Dataset →
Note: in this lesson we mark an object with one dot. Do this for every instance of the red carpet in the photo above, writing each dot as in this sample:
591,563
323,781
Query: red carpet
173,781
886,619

Task to carry out → Copy the listing again, substituting "red rug" for each occurrence of "red carpet" and keeping everything else the same.

Expected output →
Note: in this lesson we mark an object with one dot. Do this for every instance of the red rug in the photo above, writing each dot as in this sample:
591,563
323,781
Query: red rug
173,781
886,619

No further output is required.